-- EXERCISE GOAL --
Write every line of the material out exactly as shown.

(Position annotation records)
###
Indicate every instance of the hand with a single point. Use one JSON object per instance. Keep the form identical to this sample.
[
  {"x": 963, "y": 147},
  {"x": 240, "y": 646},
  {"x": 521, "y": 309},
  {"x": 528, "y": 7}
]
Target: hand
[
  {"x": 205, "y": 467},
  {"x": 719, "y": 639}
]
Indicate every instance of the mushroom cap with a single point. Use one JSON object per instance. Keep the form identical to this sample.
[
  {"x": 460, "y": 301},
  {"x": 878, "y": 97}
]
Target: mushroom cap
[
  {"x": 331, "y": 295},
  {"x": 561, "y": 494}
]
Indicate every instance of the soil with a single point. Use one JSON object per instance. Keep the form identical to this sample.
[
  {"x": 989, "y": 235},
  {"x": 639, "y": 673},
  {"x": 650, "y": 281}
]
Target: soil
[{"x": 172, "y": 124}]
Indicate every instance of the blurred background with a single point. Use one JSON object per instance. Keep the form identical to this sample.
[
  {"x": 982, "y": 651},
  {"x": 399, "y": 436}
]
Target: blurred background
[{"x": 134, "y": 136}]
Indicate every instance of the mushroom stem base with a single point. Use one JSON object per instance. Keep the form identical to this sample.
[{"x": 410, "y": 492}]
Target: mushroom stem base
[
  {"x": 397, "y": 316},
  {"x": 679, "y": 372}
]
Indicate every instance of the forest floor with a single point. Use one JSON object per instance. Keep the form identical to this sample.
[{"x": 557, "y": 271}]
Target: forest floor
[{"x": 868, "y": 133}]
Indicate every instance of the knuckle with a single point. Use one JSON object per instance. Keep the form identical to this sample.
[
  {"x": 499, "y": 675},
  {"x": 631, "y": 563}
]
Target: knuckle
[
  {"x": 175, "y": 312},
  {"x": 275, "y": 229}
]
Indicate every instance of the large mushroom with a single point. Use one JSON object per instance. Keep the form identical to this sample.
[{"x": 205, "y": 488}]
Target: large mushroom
###
-- FULL SOLUTION --
Indicate every instance of the hand with a single point. Use one JSON object per instance. Keep the form identical to this sample.
[
  {"x": 963, "y": 147},
  {"x": 240, "y": 646},
  {"x": 521, "y": 309},
  {"x": 528, "y": 7}
]
Target: hand
[
  {"x": 205, "y": 467},
  {"x": 719, "y": 639}
]
Indicate every instance of the mushroom cap with a single point. Use one JSON object per instance. Keep the form identical to this sample.
[
  {"x": 460, "y": 301},
  {"x": 878, "y": 97}
]
Target: mushroom cap
[
  {"x": 331, "y": 295},
  {"x": 561, "y": 494}
]
Indicate every instance of the soil with a single point. Use one JSON object per instance. Keep the form identical to this sample.
[
  {"x": 989, "y": 235},
  {"x": 639, "y": 673},
  {"x": 650, "y": 281}
]
Target: soil
[{"x": 172, "y": 124}]
Indicate every instance of the blurred background with a single point. Use one JSON object per instance. Keep the form identical to this sample.
[
  {"x": 982, "y": 651},
  {"x": 399, "y": 436}
]
Target: blurred background
[{"x": 134, "y": 136}]
Indicate every instance of the mushroom stem base with a single point. Use one JSON object per instance. Keep the form identical to this sample.
[{"x": 410, "y": 492}]
Target: mushroom stem base
[
  {"x": 397, "y": 316},
  {"x": 679, "y": 372}
]
Indicate every instance of the forest floor with a single point. Use one JSON object per instance. Keep the form identical to this sample.
[{"x": 557, "y": 271}]
Target: forest floor
[{"x": 868, "y": 133}]
Indicate every instance of the knuckle with a single point. Use one JSON object per instance. Keep the form identical to this sample.
[
  {"x": 499, "y": 675},
  {"x": 631, "y": 563}
]
Target: knuckle
[
  {"x": 175, "y": 312},
  {"x": 275, "y": 229}
]
Indicate every instance of the large mushroom with a single point. Use one JSON object per instance. Keep the form identical to this sample.
[{"x": 205, "y": 488}]
Target: large mushroom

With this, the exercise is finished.